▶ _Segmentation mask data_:
○ ○ ○ ○ ○

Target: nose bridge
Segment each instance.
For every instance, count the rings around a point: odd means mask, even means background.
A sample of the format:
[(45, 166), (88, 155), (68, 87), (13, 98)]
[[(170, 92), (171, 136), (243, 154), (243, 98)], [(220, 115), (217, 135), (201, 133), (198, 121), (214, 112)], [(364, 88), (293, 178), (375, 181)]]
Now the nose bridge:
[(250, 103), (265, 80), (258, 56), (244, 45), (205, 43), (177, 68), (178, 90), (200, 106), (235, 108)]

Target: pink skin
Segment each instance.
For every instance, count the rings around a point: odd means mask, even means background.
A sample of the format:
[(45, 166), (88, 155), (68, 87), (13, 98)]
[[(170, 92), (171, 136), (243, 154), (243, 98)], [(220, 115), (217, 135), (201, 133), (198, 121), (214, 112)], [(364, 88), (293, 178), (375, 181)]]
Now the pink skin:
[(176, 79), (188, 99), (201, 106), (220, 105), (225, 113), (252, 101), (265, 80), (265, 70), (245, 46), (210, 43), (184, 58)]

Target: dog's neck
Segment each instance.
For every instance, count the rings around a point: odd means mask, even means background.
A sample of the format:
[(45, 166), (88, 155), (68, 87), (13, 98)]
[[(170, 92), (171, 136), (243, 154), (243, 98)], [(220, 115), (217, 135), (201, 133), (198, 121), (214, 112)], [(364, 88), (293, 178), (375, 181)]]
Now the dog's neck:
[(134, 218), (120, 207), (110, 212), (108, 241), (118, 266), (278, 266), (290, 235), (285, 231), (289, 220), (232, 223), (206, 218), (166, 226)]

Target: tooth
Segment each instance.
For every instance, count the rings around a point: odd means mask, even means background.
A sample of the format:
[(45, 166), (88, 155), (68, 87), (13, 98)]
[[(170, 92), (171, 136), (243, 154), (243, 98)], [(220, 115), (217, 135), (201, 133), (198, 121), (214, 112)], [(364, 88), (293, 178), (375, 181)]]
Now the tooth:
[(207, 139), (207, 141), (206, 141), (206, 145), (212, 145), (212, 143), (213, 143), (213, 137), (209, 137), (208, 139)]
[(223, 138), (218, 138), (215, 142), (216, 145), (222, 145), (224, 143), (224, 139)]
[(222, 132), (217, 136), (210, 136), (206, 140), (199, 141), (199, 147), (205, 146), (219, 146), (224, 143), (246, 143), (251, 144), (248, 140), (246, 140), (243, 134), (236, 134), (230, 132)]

○ ○ ○ ○ ○

▶ _Problem requirements_: Each line of the data must be retyped exactly.

▶ _Written solution_:
Target: nose bridge
Segment each instance.
For every instance, count the rings around a point: odd means mask, even means background.
A sample of the format:
[(45, 166), (88, 155), (68, 87), (13, 98)]
[[(170, 92), (171, 136), (243, 154), (243, 98)], [(220, 115), (217, 135), (201, 133), (198, 121), (214, 112)], [(364, 88), (293, 178), (375, 181)]]
Now the nose bridge:
[(250, 103), (265, 80), (258, 56), (244, 45), (205, 43), (177, 68), (178, 90), (200, 106), (235, 108)]

Target: pink skin
Segment each instance.
For every instance, count the rings around a point: odd means mask, even means background.
A sample of the format:
[(45, 166), (88, 155), (68, 87), (13, 98)]
[[(170, 92), (171, 136), (243, 154), (243, 98)], [(220, 115), (217, 135), (201, 133), (198, 121), (214, 112)], [(364, 88), (293, 178), (375, 181)]]
Now the pink skin:
[(176, 79), (188, 99), (201, 106), (220, 105), (225, 113), (252, 101), (265, 80), (265, 70), (245, 46), (210, 43), (184, 58)]

Target: dog's neck
Segment each instance.
For every instance, count the rings around a point: odd means mask, even means background.
A sample of the format:
[(45, 166), (88, 155), (68, 87), (13, 98)]
[[(170, 92), (171, 136), (243, 154), (243, 98)], [(220, 115), (217, 135), (201, 133), (198, 121), (214, 112)], [(364, 88), (293, 178), (375, 181)]]
Now the dog's neck:
[(134, 218), (120, 207), (110, 212), (108, 241), (118, 266), (278, 266), (290, 235), (285, 231), (289, 220), (232, 223), (206, 218), (166, 226)]

Target: tooth
Segment each instance.
For every instance, count the rings around a point: odd means mask, even means background.
A sample of the format:
[(45, 166), (88, 155), (68, 87), (13, 98)]
[[(170, 92), (171, 136), (243, 154), (243, 98)], [(220, 115), (217, 135), (201, 133), (198, 121), (214, 112)], [(364, 88), (293, 178), (375, 181)]]
Now the tooth:
[(207, 139), (207, 141), (206, 141), (206, 145), (212, 145), (212, 143), (213, 143), (213, 137), (209, 137), (208, 139)]
[(223, 138), (218, 138), (215, 142), (216, 145), (222, 145), (224, 143), (224, 139)]
[(222, 132), (217, 136), (210, 136), (206, 140), (199, 141), (199, 147), (205, 146), (219, 146), (224, 143), (246, 143), (251, 144), (248, 140), (246, 140), (243, 134), (236, 134), (230, 132)]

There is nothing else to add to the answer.